• [SHORT TASK] Pull out each line below that contains the word "green", treating uppercase and lowercase letters as different.

>> START GIVEN DATA

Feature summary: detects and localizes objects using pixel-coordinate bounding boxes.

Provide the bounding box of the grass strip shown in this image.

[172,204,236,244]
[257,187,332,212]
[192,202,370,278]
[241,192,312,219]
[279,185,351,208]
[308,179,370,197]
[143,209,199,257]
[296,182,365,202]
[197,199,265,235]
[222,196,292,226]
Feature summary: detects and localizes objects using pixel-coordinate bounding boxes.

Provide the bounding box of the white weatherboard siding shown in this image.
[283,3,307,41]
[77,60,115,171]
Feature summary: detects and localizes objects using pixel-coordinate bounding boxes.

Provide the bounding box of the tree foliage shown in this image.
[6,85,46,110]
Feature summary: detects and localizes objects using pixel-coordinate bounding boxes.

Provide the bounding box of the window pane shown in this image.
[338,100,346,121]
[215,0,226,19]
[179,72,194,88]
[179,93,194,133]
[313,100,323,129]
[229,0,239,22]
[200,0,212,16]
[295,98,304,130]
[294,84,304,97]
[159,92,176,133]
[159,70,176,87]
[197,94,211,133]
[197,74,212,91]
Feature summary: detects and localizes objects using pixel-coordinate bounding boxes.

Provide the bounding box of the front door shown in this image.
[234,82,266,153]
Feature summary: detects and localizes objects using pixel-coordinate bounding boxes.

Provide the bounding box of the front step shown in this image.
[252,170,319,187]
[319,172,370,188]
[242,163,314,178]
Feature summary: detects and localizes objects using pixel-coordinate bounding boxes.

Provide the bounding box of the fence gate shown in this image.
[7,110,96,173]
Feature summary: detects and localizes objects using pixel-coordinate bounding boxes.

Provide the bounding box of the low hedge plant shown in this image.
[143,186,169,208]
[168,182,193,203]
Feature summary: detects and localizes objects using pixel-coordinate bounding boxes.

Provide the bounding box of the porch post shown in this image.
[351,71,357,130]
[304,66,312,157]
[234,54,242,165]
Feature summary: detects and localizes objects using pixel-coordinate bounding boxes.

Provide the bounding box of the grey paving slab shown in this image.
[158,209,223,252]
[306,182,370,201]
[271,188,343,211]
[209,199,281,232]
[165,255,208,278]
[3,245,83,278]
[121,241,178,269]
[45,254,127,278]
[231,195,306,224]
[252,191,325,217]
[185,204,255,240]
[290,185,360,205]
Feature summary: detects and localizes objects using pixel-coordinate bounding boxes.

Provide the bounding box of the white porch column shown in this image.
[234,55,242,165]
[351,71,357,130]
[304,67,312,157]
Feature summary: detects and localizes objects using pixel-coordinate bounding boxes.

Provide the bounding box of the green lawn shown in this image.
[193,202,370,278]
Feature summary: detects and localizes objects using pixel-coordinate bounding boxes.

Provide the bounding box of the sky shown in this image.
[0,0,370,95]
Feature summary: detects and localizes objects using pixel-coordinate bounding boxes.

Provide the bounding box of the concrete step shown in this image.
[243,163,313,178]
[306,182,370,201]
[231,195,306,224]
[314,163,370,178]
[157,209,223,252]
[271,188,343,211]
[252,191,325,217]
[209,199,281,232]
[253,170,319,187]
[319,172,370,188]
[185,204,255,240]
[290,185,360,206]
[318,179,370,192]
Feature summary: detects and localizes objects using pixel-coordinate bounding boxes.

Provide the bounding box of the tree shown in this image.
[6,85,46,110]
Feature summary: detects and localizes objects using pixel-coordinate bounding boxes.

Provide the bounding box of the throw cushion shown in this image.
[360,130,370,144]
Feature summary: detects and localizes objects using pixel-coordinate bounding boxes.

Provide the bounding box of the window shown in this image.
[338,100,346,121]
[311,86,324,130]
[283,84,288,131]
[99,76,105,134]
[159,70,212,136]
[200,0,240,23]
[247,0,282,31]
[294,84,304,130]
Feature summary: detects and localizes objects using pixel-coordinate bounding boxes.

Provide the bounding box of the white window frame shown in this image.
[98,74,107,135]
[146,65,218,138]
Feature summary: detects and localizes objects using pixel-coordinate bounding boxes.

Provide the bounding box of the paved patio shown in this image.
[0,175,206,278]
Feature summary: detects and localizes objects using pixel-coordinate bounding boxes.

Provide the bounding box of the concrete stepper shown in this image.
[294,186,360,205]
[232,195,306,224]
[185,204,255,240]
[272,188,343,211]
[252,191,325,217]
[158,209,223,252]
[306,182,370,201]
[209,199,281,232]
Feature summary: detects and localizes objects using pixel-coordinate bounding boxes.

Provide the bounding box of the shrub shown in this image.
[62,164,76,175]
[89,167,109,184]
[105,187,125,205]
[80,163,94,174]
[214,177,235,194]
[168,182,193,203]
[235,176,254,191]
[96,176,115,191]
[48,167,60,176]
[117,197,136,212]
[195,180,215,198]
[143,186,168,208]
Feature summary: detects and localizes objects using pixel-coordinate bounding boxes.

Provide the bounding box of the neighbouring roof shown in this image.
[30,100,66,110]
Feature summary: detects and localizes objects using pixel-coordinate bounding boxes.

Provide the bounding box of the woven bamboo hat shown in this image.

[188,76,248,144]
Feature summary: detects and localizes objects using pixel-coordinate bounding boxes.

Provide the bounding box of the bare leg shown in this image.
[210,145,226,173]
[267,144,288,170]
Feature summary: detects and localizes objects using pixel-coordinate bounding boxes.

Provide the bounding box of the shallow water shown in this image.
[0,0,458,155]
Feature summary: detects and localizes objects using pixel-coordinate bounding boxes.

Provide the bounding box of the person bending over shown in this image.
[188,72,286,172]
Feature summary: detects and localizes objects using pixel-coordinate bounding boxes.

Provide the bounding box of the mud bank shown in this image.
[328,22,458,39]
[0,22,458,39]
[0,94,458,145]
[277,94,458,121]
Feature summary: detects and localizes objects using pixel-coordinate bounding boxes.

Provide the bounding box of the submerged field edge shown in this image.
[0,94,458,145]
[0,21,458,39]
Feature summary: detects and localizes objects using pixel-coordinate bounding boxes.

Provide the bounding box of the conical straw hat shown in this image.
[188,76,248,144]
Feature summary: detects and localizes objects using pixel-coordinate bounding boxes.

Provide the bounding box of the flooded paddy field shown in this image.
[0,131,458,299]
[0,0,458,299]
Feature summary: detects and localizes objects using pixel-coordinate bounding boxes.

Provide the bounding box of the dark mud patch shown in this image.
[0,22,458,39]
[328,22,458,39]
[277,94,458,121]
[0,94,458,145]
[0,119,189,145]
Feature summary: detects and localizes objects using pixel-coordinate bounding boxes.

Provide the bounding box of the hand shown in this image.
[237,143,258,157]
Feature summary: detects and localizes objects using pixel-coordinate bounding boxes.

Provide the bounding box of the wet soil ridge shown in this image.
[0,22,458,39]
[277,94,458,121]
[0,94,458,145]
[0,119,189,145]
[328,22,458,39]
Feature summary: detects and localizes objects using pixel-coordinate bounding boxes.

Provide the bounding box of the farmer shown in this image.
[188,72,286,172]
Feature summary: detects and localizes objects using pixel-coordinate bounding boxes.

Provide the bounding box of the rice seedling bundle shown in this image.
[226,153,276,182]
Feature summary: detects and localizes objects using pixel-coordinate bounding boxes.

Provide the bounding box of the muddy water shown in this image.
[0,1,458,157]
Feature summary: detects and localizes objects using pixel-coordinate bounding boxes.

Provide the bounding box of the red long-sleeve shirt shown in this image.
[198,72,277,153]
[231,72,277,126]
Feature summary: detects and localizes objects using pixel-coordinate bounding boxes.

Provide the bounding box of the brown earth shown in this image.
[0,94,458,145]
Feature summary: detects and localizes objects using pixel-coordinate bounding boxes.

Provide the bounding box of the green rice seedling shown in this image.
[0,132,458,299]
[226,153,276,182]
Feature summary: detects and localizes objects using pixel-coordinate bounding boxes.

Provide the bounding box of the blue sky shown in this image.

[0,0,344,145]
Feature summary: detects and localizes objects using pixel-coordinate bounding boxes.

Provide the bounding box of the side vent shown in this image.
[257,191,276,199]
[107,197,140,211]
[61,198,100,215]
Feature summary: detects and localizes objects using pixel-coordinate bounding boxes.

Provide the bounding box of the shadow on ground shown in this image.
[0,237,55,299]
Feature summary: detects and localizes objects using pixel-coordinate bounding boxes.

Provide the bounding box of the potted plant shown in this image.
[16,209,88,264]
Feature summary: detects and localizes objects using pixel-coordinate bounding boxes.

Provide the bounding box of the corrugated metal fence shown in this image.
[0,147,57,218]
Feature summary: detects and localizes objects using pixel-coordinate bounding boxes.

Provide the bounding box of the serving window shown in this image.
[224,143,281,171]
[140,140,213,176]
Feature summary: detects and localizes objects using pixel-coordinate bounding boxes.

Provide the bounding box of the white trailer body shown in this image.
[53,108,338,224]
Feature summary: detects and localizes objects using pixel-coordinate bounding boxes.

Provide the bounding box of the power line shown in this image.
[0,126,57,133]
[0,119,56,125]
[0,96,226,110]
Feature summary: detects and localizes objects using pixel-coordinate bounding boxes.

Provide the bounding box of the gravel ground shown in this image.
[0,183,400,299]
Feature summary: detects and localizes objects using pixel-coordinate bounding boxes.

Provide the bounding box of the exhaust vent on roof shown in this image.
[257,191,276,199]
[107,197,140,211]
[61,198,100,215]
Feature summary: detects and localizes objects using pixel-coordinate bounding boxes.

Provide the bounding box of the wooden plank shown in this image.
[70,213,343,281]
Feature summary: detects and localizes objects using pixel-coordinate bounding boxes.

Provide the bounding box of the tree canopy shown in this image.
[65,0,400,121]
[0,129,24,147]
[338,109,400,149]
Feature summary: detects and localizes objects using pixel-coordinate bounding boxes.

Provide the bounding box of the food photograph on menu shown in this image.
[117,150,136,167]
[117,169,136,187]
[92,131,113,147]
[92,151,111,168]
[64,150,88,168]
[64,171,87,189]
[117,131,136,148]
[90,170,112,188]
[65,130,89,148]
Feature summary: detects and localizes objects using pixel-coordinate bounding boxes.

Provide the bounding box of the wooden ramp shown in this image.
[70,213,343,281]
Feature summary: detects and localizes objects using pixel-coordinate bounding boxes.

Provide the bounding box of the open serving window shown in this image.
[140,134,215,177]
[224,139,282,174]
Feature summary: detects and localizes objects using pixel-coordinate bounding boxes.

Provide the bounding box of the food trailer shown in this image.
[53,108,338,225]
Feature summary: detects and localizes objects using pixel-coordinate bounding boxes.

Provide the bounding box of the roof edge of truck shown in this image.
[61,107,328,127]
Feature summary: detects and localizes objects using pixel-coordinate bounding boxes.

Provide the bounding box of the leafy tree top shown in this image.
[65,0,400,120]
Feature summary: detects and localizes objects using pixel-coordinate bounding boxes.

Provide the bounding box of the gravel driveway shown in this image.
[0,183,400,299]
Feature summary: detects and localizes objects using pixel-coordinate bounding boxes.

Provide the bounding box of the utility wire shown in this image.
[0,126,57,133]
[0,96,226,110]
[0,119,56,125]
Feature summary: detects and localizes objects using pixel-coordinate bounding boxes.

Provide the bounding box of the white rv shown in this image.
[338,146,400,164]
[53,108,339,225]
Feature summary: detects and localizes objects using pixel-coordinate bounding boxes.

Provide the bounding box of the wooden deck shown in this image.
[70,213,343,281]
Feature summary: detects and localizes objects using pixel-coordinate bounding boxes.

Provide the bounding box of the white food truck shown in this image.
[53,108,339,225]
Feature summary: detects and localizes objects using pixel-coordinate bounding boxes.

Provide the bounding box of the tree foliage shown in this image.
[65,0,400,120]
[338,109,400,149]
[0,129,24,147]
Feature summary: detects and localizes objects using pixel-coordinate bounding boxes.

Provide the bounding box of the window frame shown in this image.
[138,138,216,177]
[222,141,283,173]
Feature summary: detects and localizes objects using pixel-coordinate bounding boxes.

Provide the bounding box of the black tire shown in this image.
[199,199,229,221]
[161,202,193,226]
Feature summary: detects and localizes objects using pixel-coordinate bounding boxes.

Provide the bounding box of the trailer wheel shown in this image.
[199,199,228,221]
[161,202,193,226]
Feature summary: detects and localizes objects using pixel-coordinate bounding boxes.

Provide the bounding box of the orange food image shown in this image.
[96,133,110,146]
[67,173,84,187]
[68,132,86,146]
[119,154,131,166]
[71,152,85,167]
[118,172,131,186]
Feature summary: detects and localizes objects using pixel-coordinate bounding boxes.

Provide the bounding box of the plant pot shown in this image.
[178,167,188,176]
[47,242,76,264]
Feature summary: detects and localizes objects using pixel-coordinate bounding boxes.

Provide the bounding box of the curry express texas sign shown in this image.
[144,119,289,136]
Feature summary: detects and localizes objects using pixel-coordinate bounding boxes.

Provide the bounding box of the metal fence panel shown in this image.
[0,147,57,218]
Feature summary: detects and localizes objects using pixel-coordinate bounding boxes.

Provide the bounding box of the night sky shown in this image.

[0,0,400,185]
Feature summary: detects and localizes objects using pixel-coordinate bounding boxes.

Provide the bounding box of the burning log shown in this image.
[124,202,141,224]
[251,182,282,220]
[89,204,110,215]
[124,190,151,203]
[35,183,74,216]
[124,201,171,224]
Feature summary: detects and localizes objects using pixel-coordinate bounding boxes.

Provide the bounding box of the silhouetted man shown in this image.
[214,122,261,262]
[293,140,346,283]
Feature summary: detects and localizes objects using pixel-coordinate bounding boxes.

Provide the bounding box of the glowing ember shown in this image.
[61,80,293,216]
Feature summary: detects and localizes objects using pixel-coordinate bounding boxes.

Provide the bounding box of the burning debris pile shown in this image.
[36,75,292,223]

>> END GIVEN DATA

• [RESPONSE TO THIS EXERCISE]
Provide the bounding box of the green lawn shown in this image.
Provide the bounding box of the green rice seedling shown in this image.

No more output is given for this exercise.